Data for the task: Begin

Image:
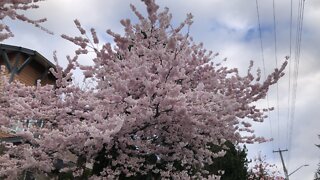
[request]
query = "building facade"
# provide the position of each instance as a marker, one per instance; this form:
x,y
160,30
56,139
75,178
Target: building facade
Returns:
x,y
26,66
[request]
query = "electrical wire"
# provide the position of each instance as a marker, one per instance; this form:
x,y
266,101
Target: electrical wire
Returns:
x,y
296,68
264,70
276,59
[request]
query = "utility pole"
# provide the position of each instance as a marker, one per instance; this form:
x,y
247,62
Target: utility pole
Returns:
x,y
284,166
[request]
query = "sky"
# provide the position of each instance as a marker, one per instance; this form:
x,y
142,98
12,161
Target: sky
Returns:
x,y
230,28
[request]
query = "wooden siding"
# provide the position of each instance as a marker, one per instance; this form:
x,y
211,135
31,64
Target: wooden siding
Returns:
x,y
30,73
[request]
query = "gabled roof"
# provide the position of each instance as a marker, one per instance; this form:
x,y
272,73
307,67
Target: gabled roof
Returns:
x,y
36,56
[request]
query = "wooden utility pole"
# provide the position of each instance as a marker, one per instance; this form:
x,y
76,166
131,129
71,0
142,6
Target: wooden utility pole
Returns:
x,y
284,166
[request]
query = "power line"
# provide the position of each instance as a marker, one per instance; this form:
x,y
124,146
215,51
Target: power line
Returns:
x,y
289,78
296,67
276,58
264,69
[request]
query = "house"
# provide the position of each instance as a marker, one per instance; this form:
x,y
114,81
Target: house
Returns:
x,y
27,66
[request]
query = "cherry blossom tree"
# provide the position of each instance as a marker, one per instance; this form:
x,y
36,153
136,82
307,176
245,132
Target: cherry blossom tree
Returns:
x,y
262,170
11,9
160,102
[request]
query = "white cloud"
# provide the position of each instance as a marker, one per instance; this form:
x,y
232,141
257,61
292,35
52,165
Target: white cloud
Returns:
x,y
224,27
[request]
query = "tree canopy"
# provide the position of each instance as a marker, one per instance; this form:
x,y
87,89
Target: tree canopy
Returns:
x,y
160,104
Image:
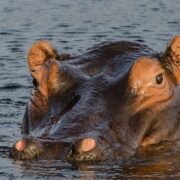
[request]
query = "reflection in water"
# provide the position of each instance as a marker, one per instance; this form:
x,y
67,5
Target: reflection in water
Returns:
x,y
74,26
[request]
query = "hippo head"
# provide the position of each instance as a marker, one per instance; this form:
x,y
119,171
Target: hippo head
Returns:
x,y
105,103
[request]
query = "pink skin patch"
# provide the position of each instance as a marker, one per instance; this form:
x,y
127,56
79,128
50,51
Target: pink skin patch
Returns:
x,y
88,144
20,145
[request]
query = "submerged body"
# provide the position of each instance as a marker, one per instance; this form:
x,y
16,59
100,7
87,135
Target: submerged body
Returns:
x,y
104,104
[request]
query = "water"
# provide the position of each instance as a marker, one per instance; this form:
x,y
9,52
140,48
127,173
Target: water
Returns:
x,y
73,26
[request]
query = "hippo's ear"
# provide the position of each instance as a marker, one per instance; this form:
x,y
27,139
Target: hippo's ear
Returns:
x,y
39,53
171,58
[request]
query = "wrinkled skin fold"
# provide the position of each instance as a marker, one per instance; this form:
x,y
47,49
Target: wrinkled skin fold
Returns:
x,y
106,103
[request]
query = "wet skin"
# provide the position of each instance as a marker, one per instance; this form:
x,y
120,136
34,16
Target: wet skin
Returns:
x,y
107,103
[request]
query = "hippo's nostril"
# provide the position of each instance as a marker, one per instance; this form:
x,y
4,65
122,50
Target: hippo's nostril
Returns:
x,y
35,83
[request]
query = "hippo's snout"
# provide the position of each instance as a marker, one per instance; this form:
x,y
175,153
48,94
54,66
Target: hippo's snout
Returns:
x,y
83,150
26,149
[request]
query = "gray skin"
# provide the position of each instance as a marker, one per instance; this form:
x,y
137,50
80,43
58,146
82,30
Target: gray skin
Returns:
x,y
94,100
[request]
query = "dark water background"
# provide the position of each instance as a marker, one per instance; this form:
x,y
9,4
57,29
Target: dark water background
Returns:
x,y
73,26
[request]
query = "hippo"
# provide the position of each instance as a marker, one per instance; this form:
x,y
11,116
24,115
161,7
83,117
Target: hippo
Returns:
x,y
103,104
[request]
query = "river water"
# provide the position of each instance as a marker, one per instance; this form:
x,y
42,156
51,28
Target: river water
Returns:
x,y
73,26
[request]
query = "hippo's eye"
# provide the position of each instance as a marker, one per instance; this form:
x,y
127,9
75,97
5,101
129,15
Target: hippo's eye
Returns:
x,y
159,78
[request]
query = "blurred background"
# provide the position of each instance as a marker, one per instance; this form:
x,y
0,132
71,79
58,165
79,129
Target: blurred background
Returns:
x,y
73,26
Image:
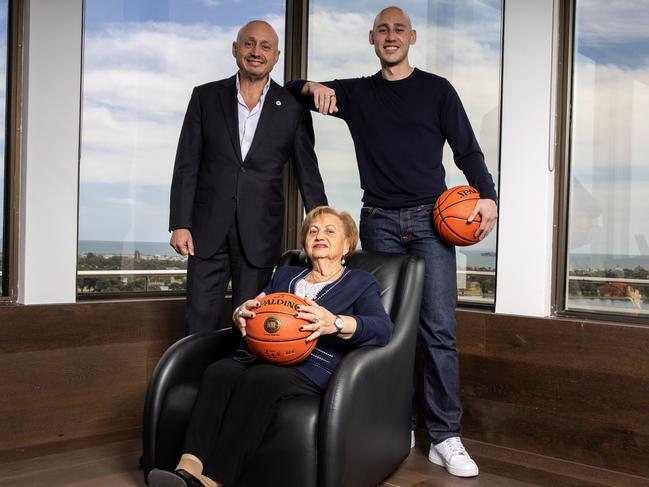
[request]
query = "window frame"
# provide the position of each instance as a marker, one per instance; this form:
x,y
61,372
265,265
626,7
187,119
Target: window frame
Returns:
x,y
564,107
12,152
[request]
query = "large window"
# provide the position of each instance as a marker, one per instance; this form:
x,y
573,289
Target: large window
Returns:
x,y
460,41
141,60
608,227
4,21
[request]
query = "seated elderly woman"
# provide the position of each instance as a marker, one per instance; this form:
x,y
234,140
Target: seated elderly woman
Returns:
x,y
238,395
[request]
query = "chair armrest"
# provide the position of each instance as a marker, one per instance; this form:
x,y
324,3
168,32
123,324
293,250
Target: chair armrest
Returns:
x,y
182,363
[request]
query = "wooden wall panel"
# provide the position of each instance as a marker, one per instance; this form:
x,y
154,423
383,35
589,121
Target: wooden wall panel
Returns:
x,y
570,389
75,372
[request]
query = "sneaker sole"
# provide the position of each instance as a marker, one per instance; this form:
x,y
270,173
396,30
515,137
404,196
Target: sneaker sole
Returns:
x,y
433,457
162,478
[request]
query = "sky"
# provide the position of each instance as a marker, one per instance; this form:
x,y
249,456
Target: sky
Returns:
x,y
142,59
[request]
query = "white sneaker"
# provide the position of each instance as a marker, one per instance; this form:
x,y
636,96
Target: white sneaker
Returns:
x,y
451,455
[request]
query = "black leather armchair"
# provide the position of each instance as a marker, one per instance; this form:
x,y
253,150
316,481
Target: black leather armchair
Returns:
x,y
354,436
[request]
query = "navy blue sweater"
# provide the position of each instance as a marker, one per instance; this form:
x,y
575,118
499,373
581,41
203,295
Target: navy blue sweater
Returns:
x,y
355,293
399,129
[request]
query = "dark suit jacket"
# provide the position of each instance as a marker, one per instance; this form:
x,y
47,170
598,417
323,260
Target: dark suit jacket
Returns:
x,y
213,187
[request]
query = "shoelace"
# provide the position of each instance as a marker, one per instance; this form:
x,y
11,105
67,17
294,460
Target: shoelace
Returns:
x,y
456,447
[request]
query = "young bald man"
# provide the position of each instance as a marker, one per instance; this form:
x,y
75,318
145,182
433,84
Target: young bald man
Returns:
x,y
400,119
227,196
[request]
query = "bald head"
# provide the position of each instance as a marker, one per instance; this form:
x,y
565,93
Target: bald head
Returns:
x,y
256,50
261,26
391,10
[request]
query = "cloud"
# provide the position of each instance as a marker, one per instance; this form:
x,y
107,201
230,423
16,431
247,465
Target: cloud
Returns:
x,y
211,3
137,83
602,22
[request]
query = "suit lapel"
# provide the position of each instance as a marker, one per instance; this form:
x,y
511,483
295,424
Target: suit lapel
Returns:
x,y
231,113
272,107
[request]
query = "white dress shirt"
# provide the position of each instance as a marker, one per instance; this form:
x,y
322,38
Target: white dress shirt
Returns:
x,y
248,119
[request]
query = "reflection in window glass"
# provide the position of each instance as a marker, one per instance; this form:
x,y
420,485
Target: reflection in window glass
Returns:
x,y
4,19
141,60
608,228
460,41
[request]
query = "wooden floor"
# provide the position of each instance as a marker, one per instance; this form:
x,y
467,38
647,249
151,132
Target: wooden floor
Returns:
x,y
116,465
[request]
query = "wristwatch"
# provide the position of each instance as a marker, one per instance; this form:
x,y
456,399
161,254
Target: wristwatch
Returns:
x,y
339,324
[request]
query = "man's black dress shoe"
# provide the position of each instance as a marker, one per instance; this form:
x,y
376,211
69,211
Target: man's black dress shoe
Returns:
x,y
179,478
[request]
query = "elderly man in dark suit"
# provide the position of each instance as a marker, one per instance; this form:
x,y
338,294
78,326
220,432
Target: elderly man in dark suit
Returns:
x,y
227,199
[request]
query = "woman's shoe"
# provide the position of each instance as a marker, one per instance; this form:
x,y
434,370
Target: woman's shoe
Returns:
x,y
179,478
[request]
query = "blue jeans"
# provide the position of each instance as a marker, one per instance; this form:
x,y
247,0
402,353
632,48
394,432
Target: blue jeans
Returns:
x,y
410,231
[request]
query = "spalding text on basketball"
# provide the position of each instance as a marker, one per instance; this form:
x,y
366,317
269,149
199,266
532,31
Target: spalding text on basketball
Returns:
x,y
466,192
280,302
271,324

Data for the task: End
Data for the task: Begin

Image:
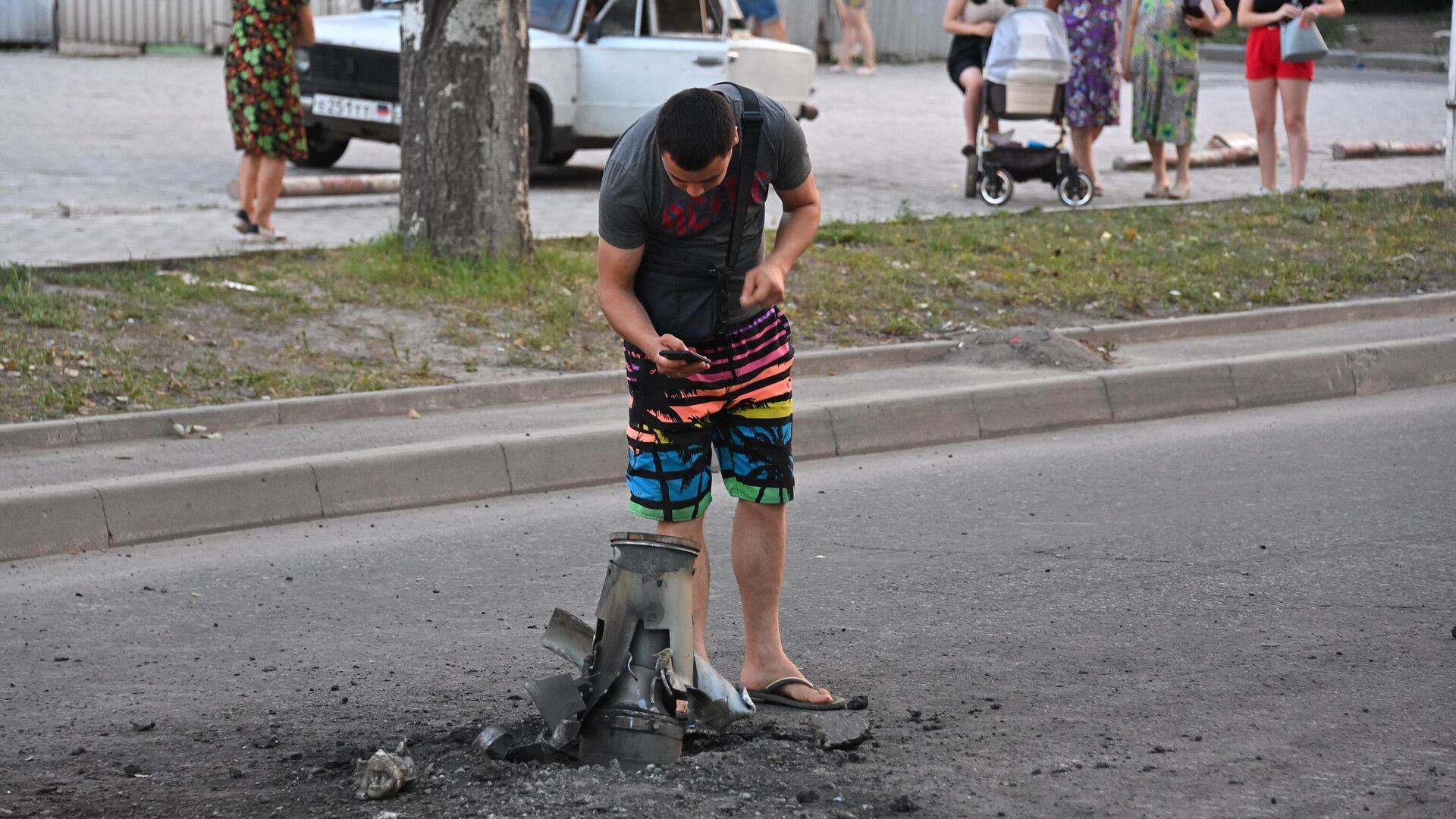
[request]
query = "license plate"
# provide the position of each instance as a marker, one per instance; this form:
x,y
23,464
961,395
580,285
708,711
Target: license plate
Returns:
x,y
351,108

Data for the task: End
Data for the task: Begin

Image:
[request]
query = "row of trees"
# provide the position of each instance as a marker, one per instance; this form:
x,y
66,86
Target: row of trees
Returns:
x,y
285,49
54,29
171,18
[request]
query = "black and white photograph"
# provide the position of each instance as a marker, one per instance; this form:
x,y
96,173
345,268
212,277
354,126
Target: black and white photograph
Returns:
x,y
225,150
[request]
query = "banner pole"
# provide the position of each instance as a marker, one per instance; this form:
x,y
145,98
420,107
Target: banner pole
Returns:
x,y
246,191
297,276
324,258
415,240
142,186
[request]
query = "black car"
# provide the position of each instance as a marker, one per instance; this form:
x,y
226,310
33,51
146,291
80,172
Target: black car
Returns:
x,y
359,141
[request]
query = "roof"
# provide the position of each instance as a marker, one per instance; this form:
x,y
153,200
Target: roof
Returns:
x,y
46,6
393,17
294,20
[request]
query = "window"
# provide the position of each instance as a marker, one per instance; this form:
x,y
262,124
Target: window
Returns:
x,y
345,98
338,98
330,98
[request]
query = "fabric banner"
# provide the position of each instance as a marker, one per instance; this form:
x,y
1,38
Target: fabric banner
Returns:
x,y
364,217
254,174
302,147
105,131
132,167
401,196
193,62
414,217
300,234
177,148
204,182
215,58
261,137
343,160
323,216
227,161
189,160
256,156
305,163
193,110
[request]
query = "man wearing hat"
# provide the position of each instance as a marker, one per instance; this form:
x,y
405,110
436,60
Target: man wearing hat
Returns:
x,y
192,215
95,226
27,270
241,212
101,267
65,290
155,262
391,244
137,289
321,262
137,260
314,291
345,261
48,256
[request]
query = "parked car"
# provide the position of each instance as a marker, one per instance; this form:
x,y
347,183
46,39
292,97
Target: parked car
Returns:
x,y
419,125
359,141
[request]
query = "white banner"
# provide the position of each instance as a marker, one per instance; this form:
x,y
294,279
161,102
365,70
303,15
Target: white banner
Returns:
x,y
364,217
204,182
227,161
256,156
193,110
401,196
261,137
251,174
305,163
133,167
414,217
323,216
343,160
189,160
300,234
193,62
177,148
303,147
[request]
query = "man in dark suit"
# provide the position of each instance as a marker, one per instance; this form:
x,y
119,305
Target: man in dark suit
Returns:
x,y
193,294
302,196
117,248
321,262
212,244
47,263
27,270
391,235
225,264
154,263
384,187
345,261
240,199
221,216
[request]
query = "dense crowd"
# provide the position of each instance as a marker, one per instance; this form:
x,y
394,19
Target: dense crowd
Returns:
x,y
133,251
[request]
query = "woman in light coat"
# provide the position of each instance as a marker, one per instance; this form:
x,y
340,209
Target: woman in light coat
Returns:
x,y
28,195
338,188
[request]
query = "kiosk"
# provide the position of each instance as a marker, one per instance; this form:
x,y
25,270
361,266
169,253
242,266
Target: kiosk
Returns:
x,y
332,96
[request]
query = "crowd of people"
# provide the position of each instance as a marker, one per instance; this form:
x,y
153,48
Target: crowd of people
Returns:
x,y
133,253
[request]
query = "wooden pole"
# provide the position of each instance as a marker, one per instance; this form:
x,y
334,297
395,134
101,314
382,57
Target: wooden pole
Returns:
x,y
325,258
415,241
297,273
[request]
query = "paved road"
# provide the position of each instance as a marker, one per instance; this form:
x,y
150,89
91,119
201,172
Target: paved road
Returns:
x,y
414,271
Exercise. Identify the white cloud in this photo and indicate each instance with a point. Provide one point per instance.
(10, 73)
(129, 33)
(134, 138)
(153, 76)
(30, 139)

Data for the task: End

Work item: Across the whole listing above, state how many lines contain "electrical". Only the number is wanted.

Expected output: 2